Point labeling material

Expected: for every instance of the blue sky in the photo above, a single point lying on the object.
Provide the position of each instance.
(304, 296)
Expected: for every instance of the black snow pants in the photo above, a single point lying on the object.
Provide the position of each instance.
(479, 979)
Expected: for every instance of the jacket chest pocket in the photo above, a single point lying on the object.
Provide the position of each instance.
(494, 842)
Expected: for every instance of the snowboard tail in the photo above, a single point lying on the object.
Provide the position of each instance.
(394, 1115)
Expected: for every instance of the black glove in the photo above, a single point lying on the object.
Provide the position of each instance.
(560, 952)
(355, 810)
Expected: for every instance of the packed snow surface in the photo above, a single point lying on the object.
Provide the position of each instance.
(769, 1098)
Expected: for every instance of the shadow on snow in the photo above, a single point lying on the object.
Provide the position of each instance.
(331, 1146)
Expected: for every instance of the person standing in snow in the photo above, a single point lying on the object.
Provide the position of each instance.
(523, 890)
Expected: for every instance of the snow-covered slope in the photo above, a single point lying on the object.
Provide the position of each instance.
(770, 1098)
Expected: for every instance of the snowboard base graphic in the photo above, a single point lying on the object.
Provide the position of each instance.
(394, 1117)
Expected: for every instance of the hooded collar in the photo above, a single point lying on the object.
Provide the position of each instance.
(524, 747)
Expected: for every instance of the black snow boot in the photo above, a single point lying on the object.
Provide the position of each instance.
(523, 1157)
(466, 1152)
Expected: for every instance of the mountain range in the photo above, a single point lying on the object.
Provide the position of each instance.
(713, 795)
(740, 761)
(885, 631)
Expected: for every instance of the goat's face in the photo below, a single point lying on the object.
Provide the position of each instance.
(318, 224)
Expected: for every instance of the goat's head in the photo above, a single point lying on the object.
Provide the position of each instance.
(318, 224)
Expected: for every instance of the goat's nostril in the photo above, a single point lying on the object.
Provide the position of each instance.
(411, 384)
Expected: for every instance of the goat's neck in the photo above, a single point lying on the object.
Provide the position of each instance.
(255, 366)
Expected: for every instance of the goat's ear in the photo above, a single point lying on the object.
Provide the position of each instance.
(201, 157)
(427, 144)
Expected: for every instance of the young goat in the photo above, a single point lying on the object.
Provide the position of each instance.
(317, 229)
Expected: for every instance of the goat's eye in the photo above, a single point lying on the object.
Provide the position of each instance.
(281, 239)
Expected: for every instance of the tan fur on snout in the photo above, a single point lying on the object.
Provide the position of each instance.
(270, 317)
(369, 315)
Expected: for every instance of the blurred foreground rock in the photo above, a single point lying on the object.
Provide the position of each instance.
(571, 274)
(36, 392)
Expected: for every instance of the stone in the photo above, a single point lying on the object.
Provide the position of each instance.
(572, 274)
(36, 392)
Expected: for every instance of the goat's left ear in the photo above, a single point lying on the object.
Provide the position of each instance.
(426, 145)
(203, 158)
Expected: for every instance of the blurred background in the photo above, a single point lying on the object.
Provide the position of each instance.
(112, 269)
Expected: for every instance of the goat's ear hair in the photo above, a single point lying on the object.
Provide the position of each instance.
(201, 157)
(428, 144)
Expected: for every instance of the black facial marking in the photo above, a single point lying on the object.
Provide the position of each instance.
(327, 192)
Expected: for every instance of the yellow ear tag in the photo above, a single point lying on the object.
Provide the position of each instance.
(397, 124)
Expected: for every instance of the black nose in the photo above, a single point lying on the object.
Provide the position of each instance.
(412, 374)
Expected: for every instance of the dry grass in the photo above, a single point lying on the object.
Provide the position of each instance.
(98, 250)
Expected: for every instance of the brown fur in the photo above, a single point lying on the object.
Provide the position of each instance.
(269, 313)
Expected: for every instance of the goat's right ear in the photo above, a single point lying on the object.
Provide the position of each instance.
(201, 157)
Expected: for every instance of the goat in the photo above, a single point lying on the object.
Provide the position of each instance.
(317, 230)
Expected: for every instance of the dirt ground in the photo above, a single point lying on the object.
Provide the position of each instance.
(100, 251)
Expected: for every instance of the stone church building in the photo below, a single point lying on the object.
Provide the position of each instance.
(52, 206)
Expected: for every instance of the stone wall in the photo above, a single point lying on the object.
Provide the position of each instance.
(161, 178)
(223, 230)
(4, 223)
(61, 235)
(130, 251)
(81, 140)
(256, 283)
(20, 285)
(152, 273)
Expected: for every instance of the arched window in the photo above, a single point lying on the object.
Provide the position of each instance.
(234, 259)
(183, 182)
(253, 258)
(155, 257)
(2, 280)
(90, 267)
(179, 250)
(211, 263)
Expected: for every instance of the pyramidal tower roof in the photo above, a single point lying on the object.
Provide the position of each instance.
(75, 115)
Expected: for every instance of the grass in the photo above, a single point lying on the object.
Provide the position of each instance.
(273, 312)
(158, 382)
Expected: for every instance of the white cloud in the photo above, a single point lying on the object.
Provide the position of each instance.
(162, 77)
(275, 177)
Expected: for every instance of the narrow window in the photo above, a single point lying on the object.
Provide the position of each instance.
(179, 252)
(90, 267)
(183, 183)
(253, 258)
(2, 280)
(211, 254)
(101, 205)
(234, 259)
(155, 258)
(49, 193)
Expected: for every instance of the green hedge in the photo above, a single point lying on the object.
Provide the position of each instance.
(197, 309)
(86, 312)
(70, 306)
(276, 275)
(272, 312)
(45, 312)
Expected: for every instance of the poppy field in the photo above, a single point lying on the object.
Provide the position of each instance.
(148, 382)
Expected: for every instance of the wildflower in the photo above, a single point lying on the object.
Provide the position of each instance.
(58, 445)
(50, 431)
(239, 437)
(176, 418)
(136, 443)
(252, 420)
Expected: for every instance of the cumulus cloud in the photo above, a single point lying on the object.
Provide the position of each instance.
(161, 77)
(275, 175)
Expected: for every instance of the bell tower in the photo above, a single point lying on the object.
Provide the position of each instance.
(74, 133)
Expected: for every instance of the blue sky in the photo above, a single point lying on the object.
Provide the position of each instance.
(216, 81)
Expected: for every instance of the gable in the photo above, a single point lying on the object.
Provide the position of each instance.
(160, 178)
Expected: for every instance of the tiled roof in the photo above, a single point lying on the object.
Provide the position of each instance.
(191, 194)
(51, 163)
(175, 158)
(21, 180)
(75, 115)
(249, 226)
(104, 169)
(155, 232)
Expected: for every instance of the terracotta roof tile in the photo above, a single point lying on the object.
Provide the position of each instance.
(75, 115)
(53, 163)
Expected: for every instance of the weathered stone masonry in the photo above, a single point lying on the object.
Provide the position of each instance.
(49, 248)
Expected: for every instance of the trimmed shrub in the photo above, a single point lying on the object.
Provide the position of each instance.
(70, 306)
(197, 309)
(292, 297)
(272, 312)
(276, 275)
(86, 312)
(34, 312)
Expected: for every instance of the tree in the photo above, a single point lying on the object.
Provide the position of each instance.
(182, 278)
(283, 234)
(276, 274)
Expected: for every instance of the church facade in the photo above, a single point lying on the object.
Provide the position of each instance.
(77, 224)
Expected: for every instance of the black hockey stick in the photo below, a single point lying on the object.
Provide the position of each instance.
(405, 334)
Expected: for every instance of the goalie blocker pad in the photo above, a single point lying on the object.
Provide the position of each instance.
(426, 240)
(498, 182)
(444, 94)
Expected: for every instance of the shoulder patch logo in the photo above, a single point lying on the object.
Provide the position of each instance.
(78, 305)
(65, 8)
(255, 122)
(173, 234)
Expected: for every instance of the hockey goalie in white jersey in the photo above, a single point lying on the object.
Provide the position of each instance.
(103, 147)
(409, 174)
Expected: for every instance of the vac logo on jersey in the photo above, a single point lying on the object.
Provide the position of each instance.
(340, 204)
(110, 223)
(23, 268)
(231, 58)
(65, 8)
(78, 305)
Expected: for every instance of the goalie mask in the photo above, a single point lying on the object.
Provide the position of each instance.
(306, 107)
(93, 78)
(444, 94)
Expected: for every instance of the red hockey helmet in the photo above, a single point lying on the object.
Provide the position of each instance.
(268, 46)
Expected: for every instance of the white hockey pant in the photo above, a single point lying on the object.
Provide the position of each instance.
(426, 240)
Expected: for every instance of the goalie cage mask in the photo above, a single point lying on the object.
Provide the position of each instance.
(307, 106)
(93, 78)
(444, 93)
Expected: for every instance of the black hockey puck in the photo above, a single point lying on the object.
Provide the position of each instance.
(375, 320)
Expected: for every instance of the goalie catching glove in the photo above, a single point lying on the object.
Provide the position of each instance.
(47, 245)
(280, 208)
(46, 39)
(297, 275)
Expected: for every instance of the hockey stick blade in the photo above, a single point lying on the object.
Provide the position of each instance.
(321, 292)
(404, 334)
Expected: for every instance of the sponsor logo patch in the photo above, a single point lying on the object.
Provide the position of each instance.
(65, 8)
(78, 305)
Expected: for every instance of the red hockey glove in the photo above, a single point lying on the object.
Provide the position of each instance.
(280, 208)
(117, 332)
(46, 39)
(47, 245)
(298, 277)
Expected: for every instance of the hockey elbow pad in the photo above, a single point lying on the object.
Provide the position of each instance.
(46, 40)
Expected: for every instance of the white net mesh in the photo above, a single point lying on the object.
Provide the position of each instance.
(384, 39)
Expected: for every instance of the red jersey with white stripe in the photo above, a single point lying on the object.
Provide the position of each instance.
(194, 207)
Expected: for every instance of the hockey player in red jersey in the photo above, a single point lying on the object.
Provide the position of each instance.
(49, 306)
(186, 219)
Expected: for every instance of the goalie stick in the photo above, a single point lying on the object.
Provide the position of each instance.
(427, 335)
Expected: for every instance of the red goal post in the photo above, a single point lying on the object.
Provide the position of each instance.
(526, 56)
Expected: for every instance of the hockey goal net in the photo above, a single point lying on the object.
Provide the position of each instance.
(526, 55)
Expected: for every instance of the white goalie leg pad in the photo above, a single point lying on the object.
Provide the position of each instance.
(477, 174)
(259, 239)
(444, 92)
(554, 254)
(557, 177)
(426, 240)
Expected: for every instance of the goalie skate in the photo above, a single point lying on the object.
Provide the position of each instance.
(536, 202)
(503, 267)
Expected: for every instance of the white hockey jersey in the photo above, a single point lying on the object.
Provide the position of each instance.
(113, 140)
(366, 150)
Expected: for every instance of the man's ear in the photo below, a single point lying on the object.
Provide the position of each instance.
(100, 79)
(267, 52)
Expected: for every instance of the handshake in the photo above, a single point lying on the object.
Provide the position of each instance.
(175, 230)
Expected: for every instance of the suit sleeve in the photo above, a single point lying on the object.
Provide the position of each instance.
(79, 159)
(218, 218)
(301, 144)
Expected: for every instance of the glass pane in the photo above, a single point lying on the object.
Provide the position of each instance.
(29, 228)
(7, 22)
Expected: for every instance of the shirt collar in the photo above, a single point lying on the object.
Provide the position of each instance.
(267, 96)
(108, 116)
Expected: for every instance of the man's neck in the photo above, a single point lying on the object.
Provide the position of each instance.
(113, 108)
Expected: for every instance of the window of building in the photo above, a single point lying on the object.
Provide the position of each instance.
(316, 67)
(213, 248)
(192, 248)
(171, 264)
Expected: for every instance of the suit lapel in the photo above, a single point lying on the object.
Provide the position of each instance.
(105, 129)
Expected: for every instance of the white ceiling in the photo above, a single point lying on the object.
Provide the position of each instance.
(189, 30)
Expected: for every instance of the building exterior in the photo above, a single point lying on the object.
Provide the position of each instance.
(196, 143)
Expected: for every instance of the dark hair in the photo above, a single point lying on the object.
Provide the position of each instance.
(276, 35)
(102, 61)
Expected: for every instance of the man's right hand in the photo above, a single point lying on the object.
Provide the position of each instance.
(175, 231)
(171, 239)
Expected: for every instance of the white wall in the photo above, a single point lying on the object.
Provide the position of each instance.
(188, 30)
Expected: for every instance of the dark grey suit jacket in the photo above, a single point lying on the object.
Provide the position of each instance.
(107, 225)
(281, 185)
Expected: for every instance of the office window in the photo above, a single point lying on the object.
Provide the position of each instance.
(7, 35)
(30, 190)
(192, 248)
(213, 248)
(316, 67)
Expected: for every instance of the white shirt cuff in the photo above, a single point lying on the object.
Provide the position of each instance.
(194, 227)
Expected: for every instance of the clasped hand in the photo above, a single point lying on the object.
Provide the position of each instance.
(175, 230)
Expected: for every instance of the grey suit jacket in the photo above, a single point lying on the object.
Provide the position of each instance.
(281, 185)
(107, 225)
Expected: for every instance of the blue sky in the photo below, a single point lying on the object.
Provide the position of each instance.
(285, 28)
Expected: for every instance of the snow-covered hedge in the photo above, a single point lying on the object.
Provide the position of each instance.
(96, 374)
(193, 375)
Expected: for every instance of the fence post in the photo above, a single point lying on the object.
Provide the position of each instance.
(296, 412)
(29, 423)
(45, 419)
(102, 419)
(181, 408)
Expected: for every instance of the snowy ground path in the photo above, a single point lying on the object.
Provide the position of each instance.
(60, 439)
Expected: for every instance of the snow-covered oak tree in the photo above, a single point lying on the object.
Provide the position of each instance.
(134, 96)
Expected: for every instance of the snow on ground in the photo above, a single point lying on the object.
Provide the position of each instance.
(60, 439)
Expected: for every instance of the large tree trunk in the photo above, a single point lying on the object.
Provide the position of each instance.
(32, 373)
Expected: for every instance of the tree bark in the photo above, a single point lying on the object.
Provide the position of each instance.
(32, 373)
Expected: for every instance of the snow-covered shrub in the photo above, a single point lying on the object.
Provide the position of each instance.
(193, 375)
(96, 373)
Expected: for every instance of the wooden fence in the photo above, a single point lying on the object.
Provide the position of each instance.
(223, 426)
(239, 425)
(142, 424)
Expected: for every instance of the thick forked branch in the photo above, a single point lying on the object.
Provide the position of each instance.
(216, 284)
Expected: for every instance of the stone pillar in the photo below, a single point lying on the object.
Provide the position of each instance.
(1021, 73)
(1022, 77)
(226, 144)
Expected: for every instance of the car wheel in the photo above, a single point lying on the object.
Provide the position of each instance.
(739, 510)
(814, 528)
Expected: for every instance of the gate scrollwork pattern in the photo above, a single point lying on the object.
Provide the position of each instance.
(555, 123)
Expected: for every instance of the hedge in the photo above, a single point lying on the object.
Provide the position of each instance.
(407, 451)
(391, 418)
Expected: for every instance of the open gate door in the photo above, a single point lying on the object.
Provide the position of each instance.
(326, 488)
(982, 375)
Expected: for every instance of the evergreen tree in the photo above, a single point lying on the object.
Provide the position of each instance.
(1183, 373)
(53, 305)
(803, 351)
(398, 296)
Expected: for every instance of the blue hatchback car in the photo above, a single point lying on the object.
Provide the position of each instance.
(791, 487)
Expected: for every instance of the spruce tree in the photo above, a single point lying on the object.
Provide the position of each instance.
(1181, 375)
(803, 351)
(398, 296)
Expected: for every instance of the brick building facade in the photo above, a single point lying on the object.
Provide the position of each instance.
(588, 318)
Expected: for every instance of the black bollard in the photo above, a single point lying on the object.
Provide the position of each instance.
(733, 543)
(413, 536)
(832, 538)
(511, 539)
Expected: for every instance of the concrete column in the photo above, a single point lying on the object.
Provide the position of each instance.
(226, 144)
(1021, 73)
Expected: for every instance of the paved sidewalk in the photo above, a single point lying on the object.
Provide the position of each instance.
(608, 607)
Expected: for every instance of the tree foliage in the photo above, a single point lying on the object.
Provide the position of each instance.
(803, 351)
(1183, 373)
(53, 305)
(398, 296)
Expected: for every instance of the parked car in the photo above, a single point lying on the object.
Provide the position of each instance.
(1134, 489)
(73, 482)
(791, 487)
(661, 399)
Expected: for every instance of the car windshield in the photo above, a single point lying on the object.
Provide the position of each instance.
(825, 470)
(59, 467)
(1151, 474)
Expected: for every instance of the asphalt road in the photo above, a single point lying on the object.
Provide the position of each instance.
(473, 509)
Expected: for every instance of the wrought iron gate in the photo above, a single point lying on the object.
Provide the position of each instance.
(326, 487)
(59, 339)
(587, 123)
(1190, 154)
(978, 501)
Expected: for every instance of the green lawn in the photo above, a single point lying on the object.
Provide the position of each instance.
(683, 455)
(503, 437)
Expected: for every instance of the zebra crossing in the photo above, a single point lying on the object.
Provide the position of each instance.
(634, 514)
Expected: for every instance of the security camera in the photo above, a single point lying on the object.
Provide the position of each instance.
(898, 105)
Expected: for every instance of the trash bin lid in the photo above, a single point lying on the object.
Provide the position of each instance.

» **Your instructions**
Edit the material from its first line through the line containing "(394, 1115)", replacing "jacket chest pocket" with "chest pocket" and leaving everything else unchanged. Return only those lines.

» **Reply to the task**
Expected: for every instance of the blue sky in the photo above, a single point lying on the object.
Provide the position of each instance.
(304, 296)
Expected: for every instance of the black snow pants in the photo above, a single point lying on the object.
Provide the position of each instance.
(479, 979)
Expected: for every instance of the chest pocket in the photo above, a single point lying on the object.
Provide the position of each instance.
(494, 842)
Expected: for every instance of the snowboard tail in the photo above, a single point lying on the object.
Provide the position of each instance.
(394, 1115)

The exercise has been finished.